§ What is asked
[1] Which lines in the listing below contain the word "wall"? Find each one and copy it out.
[2] Could you pick up the page below on using Impala with Isilon storage right after its last sentence and keep writing?

§ Page
______________________________

Using Impala with Isilon Storage
You can use Impala to query data files that reside on EMC Isilon storage devices, rather than in HDFS. This capability allows convenient query access to a storage system where you might already be managing large volumes of data. The combination of the Impala query engine and Isilon storage is certified on Impala 2.2.4 or higher.
PARQUET_FILE_SIZE
query option
has no effect when Impala inserts data into a table or partition residing on Isilon
storage. Use the isi
command to set the default block size globally on
the Isilon device. For example, to set the Isilon default block size to 256 MB, the
recommended size for Parquet data files for Impala, issue the following command:
isi hdfs settings modify --default-block-size=256MB
The typical use case for Impala and Isilon together is to use Isilon for the default
filesystem, replacing HDFS entirely. In this configuration, when you create a database,
table, or partition, the data always resides on Isilon storage and you do not need to
specify any special LOCATION
attribute. If you do specify a
LOCATION
attribute, its value refers to a path within the Isilon
filesystem. For example:
-- If the default filesystem is Isilon, all Impala data resides there
-- and all Impala databases and tables are located there.
CREATE TABLE t1 (x INT, s STRING);
-- You can specify LOCATION for database, table, or partition,
-- using values from the Isilon filesystem.
CREATE DATABASE d1 LOCATION '/some/path/on/isilon/server/d1.db';
CREATE TABLE d1.t2 (a TINYINT, b BOOLEAN);
Impala can write to, delete, and rename data files and database, table, and partition
directories on Isilon storage. Therefore, Impala statements such as CREATE
TABLE
, DROP TABLE
, CREATE DATABASE
,
DROP DATABASE
, ALTER TABLE
, and INSERT
work the same with Isilon storage as with HDFS.

______________________________

Rows of an object-pointing dataset
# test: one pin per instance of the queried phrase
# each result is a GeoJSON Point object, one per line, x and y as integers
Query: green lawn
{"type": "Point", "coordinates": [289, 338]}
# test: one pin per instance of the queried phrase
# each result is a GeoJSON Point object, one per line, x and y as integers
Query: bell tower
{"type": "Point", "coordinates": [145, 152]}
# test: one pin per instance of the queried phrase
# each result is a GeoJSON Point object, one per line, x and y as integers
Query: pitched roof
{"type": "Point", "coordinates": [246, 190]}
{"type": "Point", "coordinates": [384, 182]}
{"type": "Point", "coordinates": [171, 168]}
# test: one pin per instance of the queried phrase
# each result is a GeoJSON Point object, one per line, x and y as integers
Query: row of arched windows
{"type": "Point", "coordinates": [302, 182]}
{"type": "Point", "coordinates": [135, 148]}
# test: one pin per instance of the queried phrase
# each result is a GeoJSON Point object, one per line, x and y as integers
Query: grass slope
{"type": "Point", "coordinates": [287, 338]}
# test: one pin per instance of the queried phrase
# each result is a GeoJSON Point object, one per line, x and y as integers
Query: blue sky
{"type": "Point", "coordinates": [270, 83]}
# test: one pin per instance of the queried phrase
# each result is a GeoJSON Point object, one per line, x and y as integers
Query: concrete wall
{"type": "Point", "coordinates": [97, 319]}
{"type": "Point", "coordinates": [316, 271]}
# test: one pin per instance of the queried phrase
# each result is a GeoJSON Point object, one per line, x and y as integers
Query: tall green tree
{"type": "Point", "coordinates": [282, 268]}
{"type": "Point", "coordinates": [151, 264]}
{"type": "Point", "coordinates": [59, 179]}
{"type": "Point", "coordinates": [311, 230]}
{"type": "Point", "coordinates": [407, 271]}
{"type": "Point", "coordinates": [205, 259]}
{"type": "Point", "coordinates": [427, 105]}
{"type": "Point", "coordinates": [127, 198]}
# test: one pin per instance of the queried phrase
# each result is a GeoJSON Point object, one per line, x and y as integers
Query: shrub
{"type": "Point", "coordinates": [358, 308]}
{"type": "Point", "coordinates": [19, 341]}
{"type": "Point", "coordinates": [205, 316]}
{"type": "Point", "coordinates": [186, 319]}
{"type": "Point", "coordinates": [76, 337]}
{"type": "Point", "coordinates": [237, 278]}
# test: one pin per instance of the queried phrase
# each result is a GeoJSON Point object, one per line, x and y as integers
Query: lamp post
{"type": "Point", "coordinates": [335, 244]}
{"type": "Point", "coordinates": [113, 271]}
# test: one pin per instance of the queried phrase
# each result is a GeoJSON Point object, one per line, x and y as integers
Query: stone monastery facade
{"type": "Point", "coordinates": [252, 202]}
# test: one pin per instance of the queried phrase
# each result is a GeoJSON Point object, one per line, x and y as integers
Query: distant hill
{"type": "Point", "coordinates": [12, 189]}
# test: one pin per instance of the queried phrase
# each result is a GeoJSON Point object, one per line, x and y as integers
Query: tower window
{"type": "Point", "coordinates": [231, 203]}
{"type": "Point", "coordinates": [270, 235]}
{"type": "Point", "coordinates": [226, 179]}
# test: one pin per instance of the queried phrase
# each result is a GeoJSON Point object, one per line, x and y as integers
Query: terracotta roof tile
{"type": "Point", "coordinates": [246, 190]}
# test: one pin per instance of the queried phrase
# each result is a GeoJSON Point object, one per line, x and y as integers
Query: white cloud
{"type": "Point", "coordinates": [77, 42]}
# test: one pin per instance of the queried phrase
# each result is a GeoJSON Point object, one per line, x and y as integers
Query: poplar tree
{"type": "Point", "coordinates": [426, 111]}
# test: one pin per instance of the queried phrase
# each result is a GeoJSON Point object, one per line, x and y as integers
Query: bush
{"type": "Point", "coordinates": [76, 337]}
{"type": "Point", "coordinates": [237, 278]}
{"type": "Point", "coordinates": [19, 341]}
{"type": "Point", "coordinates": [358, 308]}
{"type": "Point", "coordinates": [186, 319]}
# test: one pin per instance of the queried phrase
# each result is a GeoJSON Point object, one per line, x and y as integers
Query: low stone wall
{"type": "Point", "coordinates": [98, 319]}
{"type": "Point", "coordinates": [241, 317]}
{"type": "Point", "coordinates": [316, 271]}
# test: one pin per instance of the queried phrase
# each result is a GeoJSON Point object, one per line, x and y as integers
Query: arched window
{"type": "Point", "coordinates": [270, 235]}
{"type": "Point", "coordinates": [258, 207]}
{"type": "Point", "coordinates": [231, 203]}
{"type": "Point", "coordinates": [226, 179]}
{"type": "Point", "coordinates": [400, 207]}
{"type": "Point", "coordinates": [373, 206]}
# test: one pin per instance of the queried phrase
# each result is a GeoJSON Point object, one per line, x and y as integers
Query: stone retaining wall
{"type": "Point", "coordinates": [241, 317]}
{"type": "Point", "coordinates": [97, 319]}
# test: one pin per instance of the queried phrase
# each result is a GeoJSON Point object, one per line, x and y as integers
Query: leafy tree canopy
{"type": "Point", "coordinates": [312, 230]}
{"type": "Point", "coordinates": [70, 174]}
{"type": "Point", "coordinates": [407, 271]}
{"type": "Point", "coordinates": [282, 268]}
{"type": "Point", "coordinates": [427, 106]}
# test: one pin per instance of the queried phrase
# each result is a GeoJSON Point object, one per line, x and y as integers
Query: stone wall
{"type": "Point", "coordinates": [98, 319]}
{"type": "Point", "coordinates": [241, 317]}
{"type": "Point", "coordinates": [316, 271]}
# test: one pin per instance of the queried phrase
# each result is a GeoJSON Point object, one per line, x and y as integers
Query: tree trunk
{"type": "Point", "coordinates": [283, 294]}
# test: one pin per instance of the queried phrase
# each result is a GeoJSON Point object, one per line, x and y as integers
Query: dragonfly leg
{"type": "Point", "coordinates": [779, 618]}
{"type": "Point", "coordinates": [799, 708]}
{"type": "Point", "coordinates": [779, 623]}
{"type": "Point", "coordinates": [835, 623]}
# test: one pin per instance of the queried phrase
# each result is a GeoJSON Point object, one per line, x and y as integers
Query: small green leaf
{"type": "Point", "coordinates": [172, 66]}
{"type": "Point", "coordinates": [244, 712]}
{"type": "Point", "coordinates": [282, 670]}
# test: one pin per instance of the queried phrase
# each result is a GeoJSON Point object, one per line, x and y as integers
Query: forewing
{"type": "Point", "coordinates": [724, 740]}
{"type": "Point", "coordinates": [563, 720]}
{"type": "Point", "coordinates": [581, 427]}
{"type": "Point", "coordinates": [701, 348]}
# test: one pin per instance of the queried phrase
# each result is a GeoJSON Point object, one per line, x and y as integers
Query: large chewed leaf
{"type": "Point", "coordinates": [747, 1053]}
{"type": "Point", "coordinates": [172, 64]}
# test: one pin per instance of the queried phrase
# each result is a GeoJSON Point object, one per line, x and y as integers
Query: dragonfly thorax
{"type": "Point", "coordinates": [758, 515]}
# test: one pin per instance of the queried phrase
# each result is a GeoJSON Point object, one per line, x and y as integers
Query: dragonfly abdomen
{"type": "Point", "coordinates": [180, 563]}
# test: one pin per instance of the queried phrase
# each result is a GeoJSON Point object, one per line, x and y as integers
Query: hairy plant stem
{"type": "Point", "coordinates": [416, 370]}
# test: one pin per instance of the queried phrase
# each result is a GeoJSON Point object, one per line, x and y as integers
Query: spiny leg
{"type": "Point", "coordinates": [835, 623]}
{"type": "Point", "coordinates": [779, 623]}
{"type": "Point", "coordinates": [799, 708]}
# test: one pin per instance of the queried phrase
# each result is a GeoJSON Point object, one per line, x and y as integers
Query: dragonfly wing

______________________________

§ Solved tasks
[1]
Query: concrete wall
Query: low stone wall
Query: stone retaining wall
Query: stone wall

[2]
When the Impala spill-to-disk feature is activated by a query that approaches the memory limit, Impala writes all the temporary data to a local (not Isilon) storage device. Because the I/O bandwidth for the temporary data depends on the number of local disks, and clusters using Isilon storage might not have as many local disks attached, pay special attention on Isilon-enabled clusters to any queries that use the spill-to-disk feature. Where practical, tune the queries or allocate extra memory for Impala to avoid spilling. Although you can specify an Isilon storage device as the destination for the temporary data for the spill-to-disk feature, that configuration is not recommended due to the need to transfer the data both ways using remote I/O.
When tuning Impala queries on HDFS, you typically try to avoid any remote reads. When the
data resides on Isilon storage, all the I/O consists of remote reads. Do not be alarmed
when you see non-zero numbers for remote read measurements in query profile output. The
benefit of the Impala and Isilon integration is primarily convenience of not having to
move or copy large volumes of data to HDFS, rather than raw query performance. You can
increase the performance of Impala I/O for Isilon systems by increasing the value for the
‑‑num_remote_hdfs_io_threads
startup option for the
impalad daemon.